**Dataset:**
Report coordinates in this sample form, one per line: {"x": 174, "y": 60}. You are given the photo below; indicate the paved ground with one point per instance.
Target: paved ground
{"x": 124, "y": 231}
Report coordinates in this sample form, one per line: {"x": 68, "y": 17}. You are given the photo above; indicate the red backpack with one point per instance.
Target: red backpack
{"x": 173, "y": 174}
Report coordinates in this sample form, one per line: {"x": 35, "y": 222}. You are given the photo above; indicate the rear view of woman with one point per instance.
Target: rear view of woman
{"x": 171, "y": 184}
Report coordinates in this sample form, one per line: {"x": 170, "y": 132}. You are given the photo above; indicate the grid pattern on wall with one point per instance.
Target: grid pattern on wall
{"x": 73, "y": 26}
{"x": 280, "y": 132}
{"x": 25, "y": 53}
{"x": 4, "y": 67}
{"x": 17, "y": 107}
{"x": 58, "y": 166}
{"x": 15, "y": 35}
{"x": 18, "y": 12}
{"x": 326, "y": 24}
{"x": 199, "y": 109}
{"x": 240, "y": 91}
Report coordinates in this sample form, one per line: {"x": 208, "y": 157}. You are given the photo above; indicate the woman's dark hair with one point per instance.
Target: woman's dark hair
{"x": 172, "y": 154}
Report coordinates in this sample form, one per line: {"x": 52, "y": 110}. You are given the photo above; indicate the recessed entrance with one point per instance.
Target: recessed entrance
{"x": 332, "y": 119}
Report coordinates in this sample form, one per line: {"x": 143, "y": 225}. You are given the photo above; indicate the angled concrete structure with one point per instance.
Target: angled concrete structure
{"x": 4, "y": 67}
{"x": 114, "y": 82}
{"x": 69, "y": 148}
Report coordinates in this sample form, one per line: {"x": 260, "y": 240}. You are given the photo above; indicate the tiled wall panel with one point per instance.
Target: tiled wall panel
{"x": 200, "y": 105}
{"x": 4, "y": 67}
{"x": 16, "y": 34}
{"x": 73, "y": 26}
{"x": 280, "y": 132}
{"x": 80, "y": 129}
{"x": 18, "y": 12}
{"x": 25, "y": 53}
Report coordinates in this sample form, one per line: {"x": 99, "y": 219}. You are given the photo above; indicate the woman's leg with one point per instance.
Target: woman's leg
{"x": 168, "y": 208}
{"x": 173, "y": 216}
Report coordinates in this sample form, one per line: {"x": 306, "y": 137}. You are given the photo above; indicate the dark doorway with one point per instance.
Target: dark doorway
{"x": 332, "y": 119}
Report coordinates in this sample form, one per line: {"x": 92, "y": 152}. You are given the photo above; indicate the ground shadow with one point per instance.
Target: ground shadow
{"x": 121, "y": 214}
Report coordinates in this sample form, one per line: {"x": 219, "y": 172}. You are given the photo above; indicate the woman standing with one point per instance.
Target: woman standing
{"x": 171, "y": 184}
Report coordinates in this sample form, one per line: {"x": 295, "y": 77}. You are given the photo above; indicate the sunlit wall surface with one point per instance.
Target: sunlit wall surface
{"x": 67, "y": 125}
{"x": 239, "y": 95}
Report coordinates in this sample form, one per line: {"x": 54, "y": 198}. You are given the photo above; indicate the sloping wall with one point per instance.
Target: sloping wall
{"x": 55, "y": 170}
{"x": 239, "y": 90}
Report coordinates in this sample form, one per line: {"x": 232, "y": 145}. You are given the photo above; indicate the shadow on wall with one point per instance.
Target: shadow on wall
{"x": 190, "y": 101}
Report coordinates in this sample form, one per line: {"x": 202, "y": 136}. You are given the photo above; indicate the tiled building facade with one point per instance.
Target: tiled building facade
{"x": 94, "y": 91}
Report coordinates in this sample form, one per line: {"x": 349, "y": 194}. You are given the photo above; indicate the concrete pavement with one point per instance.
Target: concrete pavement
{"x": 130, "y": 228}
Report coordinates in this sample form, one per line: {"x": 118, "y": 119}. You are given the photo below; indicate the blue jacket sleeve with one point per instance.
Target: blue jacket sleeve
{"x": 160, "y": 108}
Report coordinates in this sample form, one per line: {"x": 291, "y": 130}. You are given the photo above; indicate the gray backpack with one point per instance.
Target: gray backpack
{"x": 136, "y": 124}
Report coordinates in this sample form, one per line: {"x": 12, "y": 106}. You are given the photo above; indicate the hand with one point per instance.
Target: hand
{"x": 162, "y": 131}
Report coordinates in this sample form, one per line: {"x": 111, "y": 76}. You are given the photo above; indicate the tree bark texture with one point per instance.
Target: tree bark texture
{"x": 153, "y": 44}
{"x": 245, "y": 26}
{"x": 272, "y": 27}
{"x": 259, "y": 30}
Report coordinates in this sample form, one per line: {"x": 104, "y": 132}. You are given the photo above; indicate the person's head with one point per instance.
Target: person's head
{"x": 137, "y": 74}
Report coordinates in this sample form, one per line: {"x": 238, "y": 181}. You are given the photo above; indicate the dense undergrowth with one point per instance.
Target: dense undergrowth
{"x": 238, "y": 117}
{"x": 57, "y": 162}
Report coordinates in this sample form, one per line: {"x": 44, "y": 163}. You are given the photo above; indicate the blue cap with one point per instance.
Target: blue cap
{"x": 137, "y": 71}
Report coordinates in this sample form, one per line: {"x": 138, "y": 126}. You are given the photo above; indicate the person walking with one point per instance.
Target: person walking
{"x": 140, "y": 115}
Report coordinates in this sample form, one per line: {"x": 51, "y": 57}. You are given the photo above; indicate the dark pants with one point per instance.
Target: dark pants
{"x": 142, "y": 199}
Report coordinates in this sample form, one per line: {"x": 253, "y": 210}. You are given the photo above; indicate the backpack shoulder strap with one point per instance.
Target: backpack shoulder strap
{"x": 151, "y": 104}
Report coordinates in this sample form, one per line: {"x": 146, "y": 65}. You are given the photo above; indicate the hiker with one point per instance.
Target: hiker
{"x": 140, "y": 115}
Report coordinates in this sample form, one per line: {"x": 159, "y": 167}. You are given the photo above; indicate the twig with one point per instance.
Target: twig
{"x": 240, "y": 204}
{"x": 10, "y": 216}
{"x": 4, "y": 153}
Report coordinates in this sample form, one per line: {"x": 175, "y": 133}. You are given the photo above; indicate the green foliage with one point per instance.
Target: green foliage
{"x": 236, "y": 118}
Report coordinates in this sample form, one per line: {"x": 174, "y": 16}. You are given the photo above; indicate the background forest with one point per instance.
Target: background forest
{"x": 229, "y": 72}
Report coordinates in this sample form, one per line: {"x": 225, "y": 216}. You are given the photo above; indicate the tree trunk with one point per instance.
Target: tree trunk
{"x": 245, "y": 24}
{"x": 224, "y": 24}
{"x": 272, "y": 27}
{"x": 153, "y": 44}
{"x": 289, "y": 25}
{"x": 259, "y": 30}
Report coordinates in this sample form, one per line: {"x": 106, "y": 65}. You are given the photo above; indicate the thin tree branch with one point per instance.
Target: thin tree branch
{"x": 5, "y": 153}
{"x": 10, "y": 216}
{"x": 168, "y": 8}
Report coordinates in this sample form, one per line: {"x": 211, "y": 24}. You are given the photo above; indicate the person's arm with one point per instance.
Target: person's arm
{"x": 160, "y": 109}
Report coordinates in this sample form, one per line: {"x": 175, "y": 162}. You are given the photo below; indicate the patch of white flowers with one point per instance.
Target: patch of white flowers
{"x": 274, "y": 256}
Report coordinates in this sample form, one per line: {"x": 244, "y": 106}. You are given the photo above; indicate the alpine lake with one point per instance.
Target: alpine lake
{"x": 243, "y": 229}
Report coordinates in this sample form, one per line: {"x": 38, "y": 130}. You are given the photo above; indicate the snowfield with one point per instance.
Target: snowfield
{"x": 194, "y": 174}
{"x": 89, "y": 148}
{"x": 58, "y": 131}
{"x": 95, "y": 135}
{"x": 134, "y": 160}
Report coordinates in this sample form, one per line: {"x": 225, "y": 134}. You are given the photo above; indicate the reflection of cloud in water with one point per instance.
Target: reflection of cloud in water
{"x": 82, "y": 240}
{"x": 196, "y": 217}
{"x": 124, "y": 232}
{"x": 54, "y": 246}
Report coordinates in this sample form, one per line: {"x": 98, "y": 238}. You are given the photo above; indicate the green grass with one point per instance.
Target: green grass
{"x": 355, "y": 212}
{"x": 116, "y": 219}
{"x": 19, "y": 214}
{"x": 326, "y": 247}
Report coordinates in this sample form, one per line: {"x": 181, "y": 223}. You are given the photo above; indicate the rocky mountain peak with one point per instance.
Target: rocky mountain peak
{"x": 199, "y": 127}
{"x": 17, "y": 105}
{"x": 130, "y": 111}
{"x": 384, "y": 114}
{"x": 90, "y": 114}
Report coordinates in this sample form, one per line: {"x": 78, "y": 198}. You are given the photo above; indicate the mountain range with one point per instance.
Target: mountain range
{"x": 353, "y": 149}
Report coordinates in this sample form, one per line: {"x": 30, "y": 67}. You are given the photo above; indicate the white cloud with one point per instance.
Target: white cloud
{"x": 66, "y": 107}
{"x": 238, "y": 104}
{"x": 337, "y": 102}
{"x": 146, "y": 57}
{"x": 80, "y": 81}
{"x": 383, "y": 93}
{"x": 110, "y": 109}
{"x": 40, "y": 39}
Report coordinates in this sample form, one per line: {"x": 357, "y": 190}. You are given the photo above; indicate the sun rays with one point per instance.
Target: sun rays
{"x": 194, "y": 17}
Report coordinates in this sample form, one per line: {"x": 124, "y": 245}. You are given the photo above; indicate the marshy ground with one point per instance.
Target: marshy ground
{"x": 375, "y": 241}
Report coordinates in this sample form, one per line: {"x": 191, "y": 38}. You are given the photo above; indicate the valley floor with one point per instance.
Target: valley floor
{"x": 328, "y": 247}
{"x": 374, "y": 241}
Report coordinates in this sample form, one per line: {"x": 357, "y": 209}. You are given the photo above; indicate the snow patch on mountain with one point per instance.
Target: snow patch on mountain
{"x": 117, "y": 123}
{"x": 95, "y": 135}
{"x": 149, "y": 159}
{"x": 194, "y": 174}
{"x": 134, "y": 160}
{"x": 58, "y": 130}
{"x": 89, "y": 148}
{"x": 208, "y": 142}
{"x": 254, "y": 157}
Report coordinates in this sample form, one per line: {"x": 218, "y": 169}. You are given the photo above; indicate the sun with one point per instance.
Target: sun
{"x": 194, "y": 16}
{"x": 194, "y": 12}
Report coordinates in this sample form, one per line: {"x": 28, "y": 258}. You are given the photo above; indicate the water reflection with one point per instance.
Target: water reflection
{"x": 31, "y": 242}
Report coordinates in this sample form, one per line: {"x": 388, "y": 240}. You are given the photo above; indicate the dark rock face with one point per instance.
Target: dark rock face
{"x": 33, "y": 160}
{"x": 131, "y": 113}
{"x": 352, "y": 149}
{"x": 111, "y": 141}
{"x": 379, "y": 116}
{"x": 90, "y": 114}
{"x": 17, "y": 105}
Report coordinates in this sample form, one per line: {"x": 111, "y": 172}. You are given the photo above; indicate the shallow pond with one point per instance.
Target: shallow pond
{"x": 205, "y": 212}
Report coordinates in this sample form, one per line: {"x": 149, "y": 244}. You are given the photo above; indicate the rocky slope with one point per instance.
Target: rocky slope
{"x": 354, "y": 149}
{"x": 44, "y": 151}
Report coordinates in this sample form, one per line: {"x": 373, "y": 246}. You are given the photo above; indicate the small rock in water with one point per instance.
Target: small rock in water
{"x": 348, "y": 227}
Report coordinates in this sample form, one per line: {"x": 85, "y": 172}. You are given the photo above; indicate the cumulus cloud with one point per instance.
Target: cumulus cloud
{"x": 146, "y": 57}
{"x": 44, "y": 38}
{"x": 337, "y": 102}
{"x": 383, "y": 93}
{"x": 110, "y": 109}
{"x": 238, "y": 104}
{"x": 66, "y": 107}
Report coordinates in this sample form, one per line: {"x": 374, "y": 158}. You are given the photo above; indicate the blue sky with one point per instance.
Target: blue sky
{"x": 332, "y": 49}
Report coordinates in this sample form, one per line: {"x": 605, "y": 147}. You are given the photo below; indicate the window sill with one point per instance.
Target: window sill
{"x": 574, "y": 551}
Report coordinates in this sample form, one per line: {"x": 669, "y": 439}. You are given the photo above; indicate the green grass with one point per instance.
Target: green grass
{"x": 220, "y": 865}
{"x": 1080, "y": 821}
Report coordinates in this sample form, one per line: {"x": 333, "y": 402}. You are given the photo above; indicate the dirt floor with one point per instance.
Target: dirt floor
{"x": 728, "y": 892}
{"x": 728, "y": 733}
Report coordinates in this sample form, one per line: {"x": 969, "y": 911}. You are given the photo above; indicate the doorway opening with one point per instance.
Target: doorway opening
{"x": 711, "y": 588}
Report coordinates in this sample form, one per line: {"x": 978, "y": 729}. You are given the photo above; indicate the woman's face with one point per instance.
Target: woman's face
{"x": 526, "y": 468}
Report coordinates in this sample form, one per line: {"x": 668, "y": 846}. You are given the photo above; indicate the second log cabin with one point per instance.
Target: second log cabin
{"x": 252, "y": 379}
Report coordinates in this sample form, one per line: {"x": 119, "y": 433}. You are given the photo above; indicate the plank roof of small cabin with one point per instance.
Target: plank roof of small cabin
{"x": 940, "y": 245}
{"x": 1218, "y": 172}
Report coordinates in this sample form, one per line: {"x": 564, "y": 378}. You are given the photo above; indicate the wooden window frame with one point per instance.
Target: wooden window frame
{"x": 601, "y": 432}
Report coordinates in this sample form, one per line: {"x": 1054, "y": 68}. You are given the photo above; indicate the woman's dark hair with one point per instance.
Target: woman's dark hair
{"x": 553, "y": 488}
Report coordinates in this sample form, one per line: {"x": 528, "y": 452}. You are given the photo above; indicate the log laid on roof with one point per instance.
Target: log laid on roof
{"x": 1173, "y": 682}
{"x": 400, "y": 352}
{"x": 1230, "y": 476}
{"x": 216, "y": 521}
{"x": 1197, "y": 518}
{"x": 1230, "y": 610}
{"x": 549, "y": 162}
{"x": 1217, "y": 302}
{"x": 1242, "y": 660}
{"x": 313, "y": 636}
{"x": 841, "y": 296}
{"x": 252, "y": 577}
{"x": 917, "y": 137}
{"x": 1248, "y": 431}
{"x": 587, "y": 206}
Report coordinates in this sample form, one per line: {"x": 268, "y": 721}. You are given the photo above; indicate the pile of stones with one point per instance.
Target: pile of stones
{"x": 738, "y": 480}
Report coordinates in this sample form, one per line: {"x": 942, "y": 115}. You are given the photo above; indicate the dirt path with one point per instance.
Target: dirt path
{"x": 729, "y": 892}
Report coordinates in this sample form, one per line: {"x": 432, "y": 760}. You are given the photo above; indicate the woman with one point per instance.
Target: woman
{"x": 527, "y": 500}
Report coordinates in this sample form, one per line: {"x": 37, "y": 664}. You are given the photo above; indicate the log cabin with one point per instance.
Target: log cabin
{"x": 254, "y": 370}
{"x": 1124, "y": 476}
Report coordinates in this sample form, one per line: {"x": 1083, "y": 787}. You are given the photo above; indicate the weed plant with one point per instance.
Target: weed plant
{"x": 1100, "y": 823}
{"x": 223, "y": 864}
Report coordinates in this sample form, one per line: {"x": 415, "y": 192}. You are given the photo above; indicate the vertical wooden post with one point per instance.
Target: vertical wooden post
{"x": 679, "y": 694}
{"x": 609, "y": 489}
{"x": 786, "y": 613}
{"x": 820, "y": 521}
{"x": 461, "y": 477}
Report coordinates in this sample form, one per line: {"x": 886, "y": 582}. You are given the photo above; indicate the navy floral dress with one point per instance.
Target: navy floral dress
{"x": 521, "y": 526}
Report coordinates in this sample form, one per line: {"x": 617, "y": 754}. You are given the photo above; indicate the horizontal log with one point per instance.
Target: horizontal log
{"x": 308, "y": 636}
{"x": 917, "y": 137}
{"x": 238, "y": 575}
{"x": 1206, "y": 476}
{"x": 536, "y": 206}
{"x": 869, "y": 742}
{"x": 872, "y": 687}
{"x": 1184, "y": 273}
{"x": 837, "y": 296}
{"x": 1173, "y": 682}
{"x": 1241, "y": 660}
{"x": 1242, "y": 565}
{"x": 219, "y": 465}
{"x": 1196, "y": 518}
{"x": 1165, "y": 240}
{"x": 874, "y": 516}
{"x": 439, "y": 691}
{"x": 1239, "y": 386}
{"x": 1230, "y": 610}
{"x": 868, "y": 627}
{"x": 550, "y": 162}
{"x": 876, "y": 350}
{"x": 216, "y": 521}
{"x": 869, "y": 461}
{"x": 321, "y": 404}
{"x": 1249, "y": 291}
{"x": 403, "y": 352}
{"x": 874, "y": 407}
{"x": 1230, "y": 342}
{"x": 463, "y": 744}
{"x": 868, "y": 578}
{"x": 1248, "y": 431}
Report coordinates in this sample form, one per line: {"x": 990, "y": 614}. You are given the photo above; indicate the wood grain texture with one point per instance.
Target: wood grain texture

**Short problem:** Through the last line of the entries above, beginning at the line containing "grain texture with one point per instance.", transcribe each line exactly, both ends included and nothing more.

**Exercise output:**
Report coordinates in this sample form, one per line: {"x": 990, "y": 614}. You are given the photo above; indicate the wood grain texture with one point per instance.
Target: wood grain texture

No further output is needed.